Exercise objective: Copy the records below from the line containing "the catamaran ferry." down to the line containing "[81,28,86,100]", both ends included, keeping every text line and offsetting each bounding-box coordinate by adding 38.

(Entries from a dataset)

================

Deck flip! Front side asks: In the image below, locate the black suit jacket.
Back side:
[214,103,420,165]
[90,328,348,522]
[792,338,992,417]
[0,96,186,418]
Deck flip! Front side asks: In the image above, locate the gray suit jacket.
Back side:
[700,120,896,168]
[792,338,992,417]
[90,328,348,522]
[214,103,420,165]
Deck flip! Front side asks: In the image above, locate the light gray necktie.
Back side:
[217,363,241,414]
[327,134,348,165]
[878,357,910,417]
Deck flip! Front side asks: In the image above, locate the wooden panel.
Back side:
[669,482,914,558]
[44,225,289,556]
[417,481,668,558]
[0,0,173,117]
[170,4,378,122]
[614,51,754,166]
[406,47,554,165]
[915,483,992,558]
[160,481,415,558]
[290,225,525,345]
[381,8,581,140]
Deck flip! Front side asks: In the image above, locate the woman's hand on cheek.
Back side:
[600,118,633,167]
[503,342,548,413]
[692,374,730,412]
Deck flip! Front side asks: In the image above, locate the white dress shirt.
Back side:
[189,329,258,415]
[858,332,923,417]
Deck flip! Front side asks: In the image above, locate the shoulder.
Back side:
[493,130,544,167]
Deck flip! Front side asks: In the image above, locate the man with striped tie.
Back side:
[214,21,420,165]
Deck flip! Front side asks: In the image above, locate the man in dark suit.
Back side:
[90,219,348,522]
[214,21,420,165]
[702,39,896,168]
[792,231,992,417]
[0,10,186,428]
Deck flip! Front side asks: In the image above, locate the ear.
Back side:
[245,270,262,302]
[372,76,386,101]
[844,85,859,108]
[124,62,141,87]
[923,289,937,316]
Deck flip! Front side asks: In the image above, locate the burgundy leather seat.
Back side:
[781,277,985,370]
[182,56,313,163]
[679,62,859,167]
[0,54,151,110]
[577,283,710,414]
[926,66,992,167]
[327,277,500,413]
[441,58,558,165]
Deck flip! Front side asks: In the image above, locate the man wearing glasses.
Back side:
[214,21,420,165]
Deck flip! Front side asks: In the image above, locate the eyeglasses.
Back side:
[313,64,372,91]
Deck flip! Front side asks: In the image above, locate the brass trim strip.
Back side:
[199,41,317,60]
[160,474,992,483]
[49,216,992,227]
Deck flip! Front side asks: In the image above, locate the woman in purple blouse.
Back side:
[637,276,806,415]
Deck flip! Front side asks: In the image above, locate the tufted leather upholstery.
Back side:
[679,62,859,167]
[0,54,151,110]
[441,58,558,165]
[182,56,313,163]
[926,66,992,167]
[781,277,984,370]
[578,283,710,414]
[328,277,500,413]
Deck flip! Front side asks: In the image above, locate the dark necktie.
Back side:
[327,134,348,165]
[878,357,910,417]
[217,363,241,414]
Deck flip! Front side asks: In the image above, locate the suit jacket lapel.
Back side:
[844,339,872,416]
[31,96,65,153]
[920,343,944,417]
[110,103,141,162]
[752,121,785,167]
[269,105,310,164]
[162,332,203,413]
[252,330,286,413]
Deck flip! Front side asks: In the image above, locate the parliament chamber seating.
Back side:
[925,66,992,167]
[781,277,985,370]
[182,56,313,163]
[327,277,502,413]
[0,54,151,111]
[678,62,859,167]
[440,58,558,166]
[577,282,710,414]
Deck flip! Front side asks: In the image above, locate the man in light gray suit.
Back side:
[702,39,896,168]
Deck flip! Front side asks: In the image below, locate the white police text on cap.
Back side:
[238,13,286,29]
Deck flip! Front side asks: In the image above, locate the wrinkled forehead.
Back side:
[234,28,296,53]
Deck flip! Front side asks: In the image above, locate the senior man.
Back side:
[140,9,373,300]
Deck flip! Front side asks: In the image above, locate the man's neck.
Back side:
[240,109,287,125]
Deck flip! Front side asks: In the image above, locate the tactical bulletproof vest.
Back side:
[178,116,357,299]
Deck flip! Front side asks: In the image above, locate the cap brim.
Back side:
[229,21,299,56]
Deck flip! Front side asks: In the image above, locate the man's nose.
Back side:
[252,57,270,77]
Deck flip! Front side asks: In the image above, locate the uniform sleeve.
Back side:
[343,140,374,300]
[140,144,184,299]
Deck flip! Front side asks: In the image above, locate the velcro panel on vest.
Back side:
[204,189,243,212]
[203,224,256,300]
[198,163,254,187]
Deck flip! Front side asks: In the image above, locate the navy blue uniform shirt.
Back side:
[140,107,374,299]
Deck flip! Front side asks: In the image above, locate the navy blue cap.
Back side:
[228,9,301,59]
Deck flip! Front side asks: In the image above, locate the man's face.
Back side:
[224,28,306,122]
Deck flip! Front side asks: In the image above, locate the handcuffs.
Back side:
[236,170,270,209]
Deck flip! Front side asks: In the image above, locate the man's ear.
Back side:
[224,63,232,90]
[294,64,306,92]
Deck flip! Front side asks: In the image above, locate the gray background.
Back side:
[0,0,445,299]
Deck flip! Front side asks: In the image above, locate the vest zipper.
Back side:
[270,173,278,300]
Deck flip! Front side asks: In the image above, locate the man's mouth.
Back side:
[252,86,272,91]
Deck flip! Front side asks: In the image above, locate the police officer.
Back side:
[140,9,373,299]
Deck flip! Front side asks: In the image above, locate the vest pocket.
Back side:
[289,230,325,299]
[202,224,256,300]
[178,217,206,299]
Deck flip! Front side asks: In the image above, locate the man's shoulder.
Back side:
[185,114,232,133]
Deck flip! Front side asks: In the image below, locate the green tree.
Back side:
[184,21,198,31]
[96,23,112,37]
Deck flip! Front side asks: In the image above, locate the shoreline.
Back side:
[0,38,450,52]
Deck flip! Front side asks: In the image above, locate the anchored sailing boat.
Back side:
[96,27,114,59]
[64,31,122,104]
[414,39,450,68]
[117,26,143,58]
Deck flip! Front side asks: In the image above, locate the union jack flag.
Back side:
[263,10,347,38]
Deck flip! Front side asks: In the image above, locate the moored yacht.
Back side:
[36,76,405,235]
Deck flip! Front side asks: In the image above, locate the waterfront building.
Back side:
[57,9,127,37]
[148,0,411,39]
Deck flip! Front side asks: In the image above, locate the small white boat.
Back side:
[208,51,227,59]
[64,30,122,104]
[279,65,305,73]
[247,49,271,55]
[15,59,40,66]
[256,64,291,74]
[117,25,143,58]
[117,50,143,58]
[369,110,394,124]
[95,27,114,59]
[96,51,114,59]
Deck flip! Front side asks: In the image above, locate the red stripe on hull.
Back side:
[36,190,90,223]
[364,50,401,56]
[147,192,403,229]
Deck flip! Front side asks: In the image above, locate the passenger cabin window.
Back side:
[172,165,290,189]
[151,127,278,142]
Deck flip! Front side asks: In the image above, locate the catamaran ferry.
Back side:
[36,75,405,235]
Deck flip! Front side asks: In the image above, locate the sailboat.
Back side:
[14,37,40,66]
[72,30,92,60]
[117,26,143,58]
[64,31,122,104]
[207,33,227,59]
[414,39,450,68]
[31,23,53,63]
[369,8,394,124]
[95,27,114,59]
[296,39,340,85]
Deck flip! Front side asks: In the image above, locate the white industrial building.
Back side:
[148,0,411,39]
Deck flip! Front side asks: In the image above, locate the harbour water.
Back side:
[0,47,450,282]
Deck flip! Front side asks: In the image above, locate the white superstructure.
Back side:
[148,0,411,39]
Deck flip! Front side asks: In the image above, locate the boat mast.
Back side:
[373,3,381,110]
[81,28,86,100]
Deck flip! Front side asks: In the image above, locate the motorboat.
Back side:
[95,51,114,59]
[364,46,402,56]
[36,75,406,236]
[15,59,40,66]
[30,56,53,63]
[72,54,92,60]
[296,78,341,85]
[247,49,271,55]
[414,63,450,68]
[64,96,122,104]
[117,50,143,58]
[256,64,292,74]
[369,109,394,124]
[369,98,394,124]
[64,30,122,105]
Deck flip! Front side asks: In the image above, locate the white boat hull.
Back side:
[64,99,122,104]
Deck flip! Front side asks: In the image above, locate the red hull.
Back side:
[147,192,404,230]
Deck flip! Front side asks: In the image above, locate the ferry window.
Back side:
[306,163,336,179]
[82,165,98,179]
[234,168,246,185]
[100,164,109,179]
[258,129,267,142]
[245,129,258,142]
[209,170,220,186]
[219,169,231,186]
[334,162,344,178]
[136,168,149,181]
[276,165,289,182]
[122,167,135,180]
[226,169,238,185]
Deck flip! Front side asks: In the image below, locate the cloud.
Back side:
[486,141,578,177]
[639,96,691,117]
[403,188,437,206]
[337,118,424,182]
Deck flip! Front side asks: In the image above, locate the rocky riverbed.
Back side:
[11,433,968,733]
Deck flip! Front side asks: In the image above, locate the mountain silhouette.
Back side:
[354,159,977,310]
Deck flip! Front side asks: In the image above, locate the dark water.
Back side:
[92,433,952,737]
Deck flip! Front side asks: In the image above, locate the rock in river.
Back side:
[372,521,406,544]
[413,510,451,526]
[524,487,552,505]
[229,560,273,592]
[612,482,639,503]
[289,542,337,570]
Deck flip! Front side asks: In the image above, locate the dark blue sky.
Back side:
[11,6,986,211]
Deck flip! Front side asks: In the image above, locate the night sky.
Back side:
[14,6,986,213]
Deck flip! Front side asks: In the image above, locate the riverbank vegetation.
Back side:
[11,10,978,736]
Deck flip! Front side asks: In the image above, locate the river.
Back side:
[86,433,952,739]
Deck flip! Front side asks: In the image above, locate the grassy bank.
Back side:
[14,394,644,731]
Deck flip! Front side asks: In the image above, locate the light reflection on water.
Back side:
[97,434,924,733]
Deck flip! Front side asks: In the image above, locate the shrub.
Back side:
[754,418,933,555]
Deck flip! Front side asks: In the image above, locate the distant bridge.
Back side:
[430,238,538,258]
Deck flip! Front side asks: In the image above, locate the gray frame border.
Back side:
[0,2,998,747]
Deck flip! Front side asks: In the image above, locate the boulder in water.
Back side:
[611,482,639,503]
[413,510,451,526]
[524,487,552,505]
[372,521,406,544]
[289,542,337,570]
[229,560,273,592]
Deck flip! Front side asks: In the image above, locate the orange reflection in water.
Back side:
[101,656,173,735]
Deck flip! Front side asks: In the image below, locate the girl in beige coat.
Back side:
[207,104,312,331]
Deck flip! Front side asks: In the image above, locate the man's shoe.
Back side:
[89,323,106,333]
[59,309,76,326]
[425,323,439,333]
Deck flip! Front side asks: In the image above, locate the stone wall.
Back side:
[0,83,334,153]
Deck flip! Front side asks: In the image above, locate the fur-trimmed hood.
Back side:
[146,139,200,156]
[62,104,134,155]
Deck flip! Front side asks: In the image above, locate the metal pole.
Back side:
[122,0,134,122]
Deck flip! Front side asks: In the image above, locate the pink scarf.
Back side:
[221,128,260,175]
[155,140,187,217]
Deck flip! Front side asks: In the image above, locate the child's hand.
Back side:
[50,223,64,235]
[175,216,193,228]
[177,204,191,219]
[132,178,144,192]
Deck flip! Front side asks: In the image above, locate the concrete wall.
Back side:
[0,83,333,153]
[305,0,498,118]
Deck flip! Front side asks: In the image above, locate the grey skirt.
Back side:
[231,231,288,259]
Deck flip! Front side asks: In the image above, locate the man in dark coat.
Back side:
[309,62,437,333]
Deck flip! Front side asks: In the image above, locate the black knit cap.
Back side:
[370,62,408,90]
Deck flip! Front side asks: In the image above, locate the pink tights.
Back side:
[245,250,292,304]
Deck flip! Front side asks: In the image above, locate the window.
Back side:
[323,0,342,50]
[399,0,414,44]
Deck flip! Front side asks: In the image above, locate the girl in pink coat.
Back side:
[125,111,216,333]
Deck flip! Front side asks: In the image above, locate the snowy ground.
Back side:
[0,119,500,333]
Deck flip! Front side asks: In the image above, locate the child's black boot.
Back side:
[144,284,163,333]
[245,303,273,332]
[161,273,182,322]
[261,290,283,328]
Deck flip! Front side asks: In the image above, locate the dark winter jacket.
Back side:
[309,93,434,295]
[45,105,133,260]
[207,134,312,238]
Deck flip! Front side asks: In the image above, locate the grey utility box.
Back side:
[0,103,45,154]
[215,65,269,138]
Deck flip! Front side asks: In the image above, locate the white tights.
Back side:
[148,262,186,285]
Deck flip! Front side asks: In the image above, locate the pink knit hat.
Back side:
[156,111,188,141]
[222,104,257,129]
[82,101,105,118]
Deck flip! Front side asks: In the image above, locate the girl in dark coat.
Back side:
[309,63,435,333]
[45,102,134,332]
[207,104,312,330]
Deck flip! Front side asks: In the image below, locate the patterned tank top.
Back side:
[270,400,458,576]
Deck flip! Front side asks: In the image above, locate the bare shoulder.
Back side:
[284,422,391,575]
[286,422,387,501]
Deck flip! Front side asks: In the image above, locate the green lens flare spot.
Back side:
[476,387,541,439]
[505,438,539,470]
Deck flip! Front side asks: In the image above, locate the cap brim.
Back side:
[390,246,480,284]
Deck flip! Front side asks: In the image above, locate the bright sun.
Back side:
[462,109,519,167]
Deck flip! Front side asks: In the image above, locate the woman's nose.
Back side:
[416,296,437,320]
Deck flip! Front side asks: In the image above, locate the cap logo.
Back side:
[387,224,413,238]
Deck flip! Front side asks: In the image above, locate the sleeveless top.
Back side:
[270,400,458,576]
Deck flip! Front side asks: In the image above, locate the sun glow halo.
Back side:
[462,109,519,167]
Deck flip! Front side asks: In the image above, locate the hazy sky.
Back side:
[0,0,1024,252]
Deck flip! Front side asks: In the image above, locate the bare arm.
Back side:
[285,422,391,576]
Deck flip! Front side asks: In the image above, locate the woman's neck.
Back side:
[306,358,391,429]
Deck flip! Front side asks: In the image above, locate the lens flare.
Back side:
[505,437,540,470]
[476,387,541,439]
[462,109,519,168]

================

Result for this exercise:
Deck flip! Front side asks: In the image above, locate the catamaran ferry.
Back side:
[74,113,443,273]
Deck flip! Front side asks: In the image above, locate the sailboat.
Back side:
[52,75,78,104]
[110,68,130,98]
[155,64,181,96]
[102,69,160,142]
[245,71,265,97]
[452,77,488,106]
[69,61,91,101]
[407,46,432,162]
[133,65,152,97]
[334,77,378,123]
Deck flip! Front side asks: In the image above, locate the white industrial building.
Back side:
[186,38,449,77]
Deck flip! Front side asks: In the image above, locate the harbour water.
Back side:
[38,85,488,320]
Deck flip! Front side asks: In the image above, locate the white superstructure.
Back side:
[186,38,449,77]
Deck flip! Front side asks: In the image above, locate the boat mast.
Back side:
[411,41,419,148]
[119,66,124,138]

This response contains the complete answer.